START Page text

Schlesinger later hired composer Carl W. Stalling and voice actor Mel Blanc, and collectively these men created such famous characters as Porky Pig, Daffy Duck, and Bugs Bunny. Schlesinger largely took a "hands off" approach to the animation unit, allowing his directors freedom to create what they wished, provided that the resulting films were successful. Schlesinger sold Pacific Title & Art Studio in 1935 to concentrate on his animation studio.

=== Business practices ===
Schlesinger was known for his hard-nosed business practices, exemplified by a wry sense of humor comparable to that of his staff. His animators worked in a dilapidated studio (Avery's people were briefly assigned to a bungalow they dubbed "Termite Terrace"), and Schlesinger briefly shut down the studio in mid-1941 when unionized employees demanded a pay raise. On another occasion, he boycotted the Academy Awards for what he claimed was preferential treatment for the Walt Disney Productions. He also farmed some of the Looney Tunes out to brother-in-law Ray Katz for tax breaks. According to Thomas McKimson, Schlesinger personally delivered paychecks to every employee while wearing cologne of an undesirable scent.

END Page text
START Records shown

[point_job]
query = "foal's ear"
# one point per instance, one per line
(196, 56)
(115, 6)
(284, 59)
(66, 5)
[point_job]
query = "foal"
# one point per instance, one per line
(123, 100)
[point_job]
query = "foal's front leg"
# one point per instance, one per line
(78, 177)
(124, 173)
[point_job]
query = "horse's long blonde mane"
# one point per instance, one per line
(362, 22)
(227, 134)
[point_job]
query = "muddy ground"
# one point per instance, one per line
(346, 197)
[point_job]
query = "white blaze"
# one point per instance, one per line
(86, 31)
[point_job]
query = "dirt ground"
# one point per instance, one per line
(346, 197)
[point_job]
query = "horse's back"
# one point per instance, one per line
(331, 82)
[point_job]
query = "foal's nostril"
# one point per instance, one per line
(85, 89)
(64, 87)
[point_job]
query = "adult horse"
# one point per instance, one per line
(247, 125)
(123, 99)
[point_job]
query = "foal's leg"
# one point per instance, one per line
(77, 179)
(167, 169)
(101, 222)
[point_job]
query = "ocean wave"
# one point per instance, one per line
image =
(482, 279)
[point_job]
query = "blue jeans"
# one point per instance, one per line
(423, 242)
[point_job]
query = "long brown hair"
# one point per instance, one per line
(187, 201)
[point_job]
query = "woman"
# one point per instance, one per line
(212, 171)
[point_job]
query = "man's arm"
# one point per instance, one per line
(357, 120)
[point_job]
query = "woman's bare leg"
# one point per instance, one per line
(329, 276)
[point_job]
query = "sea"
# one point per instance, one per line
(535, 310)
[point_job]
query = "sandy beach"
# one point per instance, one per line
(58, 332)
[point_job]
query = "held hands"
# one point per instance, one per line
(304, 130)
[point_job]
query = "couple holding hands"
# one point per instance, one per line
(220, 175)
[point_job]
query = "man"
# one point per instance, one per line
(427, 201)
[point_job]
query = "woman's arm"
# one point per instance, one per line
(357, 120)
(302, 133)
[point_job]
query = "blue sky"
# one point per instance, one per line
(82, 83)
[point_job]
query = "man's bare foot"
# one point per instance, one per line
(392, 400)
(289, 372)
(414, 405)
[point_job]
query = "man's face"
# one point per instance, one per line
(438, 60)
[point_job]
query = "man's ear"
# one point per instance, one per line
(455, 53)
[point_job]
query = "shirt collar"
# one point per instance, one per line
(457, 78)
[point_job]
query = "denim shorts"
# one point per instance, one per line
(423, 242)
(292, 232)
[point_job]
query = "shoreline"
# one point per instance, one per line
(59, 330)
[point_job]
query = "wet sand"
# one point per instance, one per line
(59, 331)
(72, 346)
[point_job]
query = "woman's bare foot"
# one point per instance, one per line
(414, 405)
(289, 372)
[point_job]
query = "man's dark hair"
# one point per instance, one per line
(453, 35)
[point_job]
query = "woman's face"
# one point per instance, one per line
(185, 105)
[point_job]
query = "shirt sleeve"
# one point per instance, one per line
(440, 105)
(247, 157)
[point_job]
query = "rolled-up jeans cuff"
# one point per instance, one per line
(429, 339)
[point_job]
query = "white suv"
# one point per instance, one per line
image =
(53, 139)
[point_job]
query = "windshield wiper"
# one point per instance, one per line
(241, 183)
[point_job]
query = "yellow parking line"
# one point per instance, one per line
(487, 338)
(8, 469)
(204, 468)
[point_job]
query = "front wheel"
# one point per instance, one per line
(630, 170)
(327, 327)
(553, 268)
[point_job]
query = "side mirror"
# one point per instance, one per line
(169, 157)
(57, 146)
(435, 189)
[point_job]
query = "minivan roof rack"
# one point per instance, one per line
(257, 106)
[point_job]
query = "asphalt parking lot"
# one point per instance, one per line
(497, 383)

END Records shown

**Instructions to follow**
Continue the passage on Schlesinger and his animation studio from its last sentence. None of the data is needed here.

**Answer for the task**
Schlesinger was also known among his animators for his lisp. One often-repeated story states that Mel Blanc patterned the voices of both Daffy Duck and Sylvester the Cat on Schlesinger. However, in Mel Blanc's autobiography, That's Not All Folks!, he contradicts that conventional belief, writing "It seemed to me that such an extended mandible would hinder his speech, particularly on words containing an s sound. Thus 'despicable' became 'desthpicable'." Daffy's slobbery, exaggerated lisp was developed over time. Schlesinger was a fan of Porky Pig and would regularly demand his presence in shorts to absurd levels, despite Porky being intended as a caricature of him; he also eagerly participated in Christmas gag reels produced by the studio in 1939 and 1940, which portrayed him and the rest of the staff to be comedically inept in their positions.

== Appearance in short films ==
Schlesinger appeared as himself in Freleng's short You Ought to Be in Pictures (1940), that combines live action with animation. In this short, Mel Blanc voices Daffy Duck, Porky Pig, and all other characters (including the live human studio security guard), except Schlesinger, who dubbed his own voice because the studio did not have a sound camera. In the film the stuttering Porky is unable to pronounce "Mr. Schlesinger," eventually giving up and addressing him as "Leon". As with other Warner cartoon staffers, Schlesinger appeared in caricature form in such cartoons as Hollywood Steps Out, Nutty News, and Russian Rhapsody.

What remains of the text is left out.